→ Records supplied
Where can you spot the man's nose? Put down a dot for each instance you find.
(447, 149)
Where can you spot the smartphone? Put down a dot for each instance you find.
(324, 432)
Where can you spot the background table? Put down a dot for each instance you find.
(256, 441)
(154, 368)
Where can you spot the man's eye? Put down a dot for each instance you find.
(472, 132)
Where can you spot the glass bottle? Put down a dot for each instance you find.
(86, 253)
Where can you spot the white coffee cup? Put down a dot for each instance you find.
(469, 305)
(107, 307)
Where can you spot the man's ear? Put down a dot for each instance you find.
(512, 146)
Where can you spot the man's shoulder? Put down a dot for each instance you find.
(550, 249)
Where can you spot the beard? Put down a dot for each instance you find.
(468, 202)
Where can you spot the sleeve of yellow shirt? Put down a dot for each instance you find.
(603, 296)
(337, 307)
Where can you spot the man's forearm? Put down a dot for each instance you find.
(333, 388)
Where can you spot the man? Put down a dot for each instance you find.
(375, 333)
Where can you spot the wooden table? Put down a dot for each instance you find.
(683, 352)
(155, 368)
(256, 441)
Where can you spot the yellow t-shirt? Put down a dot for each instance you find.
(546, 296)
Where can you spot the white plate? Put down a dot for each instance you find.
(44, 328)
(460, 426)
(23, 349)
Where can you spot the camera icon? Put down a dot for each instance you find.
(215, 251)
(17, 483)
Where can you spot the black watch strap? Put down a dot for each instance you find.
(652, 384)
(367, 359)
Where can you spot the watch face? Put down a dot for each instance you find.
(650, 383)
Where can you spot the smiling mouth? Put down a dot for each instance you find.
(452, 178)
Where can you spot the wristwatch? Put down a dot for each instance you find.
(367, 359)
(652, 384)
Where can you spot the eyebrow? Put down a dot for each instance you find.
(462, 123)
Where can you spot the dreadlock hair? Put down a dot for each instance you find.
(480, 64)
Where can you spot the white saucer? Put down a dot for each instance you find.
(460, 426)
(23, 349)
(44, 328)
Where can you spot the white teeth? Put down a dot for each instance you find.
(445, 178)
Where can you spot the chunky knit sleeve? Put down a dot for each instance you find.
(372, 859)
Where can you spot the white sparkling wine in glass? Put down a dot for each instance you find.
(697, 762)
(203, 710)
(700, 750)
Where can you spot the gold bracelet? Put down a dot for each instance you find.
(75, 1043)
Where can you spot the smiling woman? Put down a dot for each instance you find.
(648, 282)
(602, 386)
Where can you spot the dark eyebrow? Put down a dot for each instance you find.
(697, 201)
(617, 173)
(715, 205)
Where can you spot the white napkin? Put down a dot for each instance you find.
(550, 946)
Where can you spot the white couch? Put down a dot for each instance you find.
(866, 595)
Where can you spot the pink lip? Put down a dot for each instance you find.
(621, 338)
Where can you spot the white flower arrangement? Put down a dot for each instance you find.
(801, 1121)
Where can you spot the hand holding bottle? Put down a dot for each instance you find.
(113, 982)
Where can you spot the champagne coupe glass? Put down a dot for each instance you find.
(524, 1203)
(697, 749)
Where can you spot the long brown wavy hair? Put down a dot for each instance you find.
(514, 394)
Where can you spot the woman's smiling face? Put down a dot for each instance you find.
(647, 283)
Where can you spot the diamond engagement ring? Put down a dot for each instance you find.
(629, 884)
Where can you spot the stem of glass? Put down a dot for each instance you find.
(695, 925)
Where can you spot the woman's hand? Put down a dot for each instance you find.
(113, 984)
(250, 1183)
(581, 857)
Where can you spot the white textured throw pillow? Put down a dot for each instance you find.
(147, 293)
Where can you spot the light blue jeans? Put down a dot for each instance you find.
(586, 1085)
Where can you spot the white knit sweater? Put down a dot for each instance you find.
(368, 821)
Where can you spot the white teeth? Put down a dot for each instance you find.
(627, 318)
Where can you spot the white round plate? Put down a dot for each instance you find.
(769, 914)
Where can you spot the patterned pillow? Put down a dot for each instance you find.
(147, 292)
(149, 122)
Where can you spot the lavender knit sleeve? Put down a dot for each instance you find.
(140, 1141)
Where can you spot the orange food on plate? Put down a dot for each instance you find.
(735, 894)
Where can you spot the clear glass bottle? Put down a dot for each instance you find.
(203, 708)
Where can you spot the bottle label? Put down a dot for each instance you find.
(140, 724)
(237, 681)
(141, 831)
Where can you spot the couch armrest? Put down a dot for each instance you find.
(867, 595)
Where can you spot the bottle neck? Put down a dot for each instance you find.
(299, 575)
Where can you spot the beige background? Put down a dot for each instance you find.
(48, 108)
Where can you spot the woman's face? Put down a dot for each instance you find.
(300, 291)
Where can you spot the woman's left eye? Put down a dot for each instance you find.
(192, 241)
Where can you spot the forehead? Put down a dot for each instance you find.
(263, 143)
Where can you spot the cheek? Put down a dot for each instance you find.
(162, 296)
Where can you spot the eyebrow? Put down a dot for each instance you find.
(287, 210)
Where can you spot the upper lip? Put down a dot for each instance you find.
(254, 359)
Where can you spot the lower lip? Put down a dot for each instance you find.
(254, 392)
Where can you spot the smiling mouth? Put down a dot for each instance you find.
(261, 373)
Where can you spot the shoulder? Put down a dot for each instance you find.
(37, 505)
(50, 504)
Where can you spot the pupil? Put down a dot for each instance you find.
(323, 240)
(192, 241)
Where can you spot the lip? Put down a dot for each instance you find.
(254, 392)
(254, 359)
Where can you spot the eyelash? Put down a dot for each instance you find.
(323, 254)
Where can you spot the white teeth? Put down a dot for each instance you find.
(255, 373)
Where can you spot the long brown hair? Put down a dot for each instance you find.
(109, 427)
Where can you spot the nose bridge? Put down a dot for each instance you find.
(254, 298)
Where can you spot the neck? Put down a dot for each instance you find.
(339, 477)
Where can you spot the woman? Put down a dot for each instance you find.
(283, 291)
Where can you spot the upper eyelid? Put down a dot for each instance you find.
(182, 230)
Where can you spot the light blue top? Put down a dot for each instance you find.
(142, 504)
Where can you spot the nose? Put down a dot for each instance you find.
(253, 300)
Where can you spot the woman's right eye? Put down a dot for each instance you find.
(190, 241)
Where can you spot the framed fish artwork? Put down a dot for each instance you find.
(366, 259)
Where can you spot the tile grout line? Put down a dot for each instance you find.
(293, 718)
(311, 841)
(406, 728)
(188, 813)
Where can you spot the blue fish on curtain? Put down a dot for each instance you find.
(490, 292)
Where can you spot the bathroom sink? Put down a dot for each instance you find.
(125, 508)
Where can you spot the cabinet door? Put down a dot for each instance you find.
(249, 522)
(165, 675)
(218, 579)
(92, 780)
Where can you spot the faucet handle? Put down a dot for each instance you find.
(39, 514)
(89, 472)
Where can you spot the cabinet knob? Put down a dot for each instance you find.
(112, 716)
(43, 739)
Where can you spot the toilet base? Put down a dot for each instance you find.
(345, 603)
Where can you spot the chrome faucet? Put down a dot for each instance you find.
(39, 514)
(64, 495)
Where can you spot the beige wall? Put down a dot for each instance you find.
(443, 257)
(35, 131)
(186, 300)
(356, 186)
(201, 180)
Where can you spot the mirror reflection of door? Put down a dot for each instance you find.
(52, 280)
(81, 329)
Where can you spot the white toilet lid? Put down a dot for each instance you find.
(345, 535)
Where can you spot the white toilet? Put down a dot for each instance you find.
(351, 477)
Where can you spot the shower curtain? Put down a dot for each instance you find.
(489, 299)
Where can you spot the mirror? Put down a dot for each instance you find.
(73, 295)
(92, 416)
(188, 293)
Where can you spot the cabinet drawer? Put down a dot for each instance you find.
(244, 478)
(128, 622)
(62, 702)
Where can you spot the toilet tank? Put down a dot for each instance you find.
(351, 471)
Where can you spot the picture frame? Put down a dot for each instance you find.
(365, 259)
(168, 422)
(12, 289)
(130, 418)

→ What the task asks
Write out every line of the items above as a numbered list, skipping any blank lines.

→ Answer in full
1. Where can you spot the man's nose? Put down a dot for each instance you find.
2. (447, 149)
3. Where can you spot the smartphone? Put down a dot for each instance you find.
4. (324, 432)
5. Where can you spot the background table? Put down a dot for each instance you find.
6. (256, 441)
7. (154, 368)
8. Where can you spot the man's eye? Put down a dot for each instance you find.
9. (472, 132)
10. Where can you spot the glass bottle? Put down a dot for each instance you find.
11. (86, 253)
12. Where can you spot the white coffee cup? Put down a dot for each instance you find.
13. (469, 305)
14. (107, 307)
15. Where can you spot the man's ear? Put down a dot for each instance you find.
16. (512, 146)
17. Where can you spot the man's shoulder? Put down a dot for each instance you find.
18. (550, 249)
19. Where can you spot the beard? Put down a dot for each instance you find.
20. (468, 202)
21. Where can you spot the sleeve of yellow shirt? Put down a dot for each instance you find.
22. (603, 296)
23. (337, 307)
24. Where can you spot the man's forearm? Put down a dot for each instance you find.
25. (333, 388)
26. Where can you spot the man? Put down a dot for each instance you find.
27. (375, 333)
28. Where can you spot the wooden table? Put down a dot for each instance you find.
29. (683, 352)
30. (155, 368)
31. (256, 441)
32. Where can you spot the yellow t-shirt? Put down a dot for each instance you find.
33. (546, 296)
34. Where can you spot the white plate? Put down a dot for each instance you find.
35. (44, 328)
36. (460, 426)
37. (23, 349)
38. Where can you spot the camera icon? Put down a dot for each instance you find.
39. (215, 251)
40. (17, 483)
41. Where can you spot the black watch strap? Put down a dot for each instance you find.
42. (652, 384)
43. (367, 359)
44. Where can you spot the watch face? Put down a dot for each instance you find.
45. (650, 383)
46. Where can you spot the smiling mouth? Put down a dot for each instance you find.
47. (452, 178)
48. Where can you spot the wristwatch? Put down a dot for each instance you find.
49. (367, 359)
50. (652, 384)
51. Where can you spot the eyebrow? Put down a dot for each instance you find.
52. (462, 123)
53. Where can you spot the dreadlock hair? Put down a dot for each instance you find.
54. (480, 64)
55. Where can you spot the white saucer? Put down a dot for each instance you find.
56. (460, 426)
57. (23, 349)
58. (44, 328)
59. Where can you spot the white teeth? Put down a dot for each instance you find.
60. (445, 178)
61. Where can you spot the chunky knit sleeve? Put down a dot for each instance you find.
62. (372, 859)
63. Where can you spot the white sparkling wine in glass? Put down a dot for each instance you find.
64. (697, 762)
65. (203, 710)
66. (700, 750)
67. Where can you spot the gold bracelet? Put down a dot for each instance you find.
68. (75, 1043)
69. Where can you spot the smiling woman? Put down a dot for each instance you find.
70. (648, 282)
71. (602, 386)
72. Where can you spot the dark eyebrow? Put down a dot for each instance you find.
73. (697, 201)
74. (617, 173)
75. (715, 205)
76. Where can you spot the white napkin? Put down a dot for each instance you find.
77. (550, 946)
78. Where can you spot the white couch? Put down a dot for each instance you find.
79. (866, 595)
80. Where can you spot the pink lip? Put down a dot for each instance you find.
81. (621, 338)
82. Where can you spot the white flower arrangement? Put down a dot for each instance you find.
83. (801, 1121)
84. Where can you spot the hand holding bottle? Put down a dot for each instance you find.
85. (113, 982)
86. Where can you spot the champagne coupe glass? Put down a dot for each instance you find.
87. (524, 1203)
88. (697, 749)
89. Where can you spot the long brown wavy hair? Put down a dot for each instance you find.
90. (514, 394)
91. Where can you spot the woman's smiling face? Put down a dot for each instance you find.
92. (647, 283)
93. Where can you spot the diamond engagement ring? Put down a dot for each instance you find.
94. (629, 884)
95. Where can you spot the stem of glass? Put down a dot for each instance you find.
96. (695, 925)
97. Where can you spot the woman's hand? Put down a dot for each instance you find.
98. (113, 984)
99. (250, 1183)
100. (581, 857)
101. Where can you spot the white textured throw pillow? Put down a dot for each instance you find.
102. (147, 293)
103. Where can you spot the light blue jeans? Put down a dot for each instance you find.
104. (586, 1085)
105. Where can you spot the white knit sweater? Put down a dot for each instance you find.
106. (368, 821)
107. Where can you spot the white teeth? Put down a dot for each instance you find.
108. (627, 318)
109. Where can you spot the white round plate? Put down a dot for each instance you find.
110. (769, 914)
111. Where can you spot the patterned pillow? Put down a dot for each instance you find.
112. (147, 292)
113. (149, 122)
114. Where can you spot the lavender knit sleeve? Put down a dot for each instance you find.
115. (140, 1141)
116. Where can you spot the orange food on plate? Put down a dot for each instance you find.
117. (735, 894)
118. Where can you spot the clear glass bottle? Put down a dot for each instance you find.
119. (203, 708)
120. Where can you spot the bottle label? Put down a dot for each instance you find.
121. (140, 724)
122. (237, 681)
123. (141, 831)
124. Where can you spot the couch armrest? Put down a dot for each instance you find.
125. (867, 595)
126. Where can you spot the bottle neck? Put down a dot for each instance you find.
127. (299, 575)
128. Where can you spot the beige background? Put down a dot for each instance you find.
129. (48, 108)
130. Where can you spot the woman's face? Put down a dot for each instance you find.
131. (300, 291)
132. Where can you spot the woman's left eye? Put down a dot for each instance you find.
133. (192, 241)
134. Where can you spot the forehead? Put down a dot for each instance you find.
135. (263, 143)
136. Where can you spot the cheek? Put down a dot for each instance you find.
137. (162, 296)
138. Where can you spot the eyebrow? Put down a dot for each instance you find.
139. (287, 210)
140. Where can you spot the upper lip? Put down a dot for each instance you find.
141. (254, 359)
142. Where can you spot the lower lip? Put down a dot for each instance you find.
143. (254, 392)
144. Where can you spot the smiling mouth? Put down a dot for each instance you find.
145. (261, 373)
146. Where can you spot the shoulder? Put down a dot for each instance you find.
147. (37, 505)
148. (50, 504)
149. Where can you spot the pupil? Put down a dot for each instance you find.
150. (323, 240)
151. (192, 241)
152. Where can you spot the lip? Put down a dot for each instance you find.
153. (254, 392)
154. (254, 359)
155. Where can you spot the eyelash? Put down a dot for each instance you find.
156. (323, 254)
157. Where can you spot the white teeth? Put down a dot for each instance you find.
158. (255, 373)
159. Where can you spot the long brown hair? Put down a dot for each instance you find.
160. (109, 427)
161. Where can you spot the nose bridge? Put down a dot for each instance you find.
162. (254, 298)
163. Where can you spot the neck? Put down a dot for each instance you find.
164. (339, 477)
165. Where can you spot the woman? Put down a dot for each instance you find.
166. (283, 291)
167. Where can you spot the upper eyelid? Put down a dot for each instance you find.
168. (182, 230)
169. Where can you spot the light blue top? Put down a dot for each instance you find.
170. (142, 504)
171. Where can you spot the nose? Put down a dot for each instance you find.
172. (253, 300)
173. Where can you spot the woman's right eye? Put down a dot for each instance you find.
174. (190, 241)
175. Where can you spot the framed fish artwork? Put down a dot for each instance you find.
176. (366, 259)
177. Where can you spot the tile grout line? Put down a dot for each instance you find.
178. (293, 718)
179. (311, 841)
180. (406, 728)
181. (188, 813)
182. Where can you spot the blue fish on curtain? Put down a dot for each instance you find.
183. (490, 292)
184. Where can you spot the bathroom sink? Put down a dot for each instance you find.
185. (125, 508)
186. Where can you spot the cabinet door? Put down a dot for each instance you find.
187. (249, 522)
188. (165, 675)
189. (218, 579)
190. (92, 780)
191. Where can you spot the faucet handle? Put down a dot for each instance you find.
192. (39, 514)
193. (89, 472)
194. Where can you spot the cabinet knob? Put down a dot for each instance you find.
195. (112, 716)
196. (43, 739)
197. Where can you spot the toilet base? Put down a dot for each instance you find.
198. (345, 603)
199. Where can you spot the chrome faucet? Put down a dot for each instance you find.
200. (39, 514)
201. (64, 495)
202. Where can you spot the beige wall? Put down a dot for each instance you find.
203. (443, 257)
204. (35, 131)
205. (186, 300)
206. (356, 186)
207. (201, 180)
208. Where can you spot the mirror reflection of door? Put down a dot for each instance you find.
209. (52, 280)
210. (81, 329)
211. Where can you spot the white toilet lid? Put down a dot for each instance you find.
212. (345, 535)
213. Where can you spot the white toilet? Put down a dot for each instance you find.
214. (351, 477)
215. Where can you spot the shower curtain? Put down a dot for each instance you find.
216. (489, 299)
217. Where can you spot the mirror? Put down a dot for each instance you find.
218. (73, 295)
219. (92, 416)
220. (188, 293)
221. Where can you spot the cabinet drawer? Put down a dot for each instance you find.
222. (244, 478)
223. (128, 622)
224. (62, 702)
225. Where can you spot the toilet tank? Put down a dot for each instance you find.
226. (351, 471)
227. Where can you spot the picture frame? Put down a dot for each instance you find.
228. (365, 259)
229. (168, 422)
230. (12, 289)
231. (130, 418)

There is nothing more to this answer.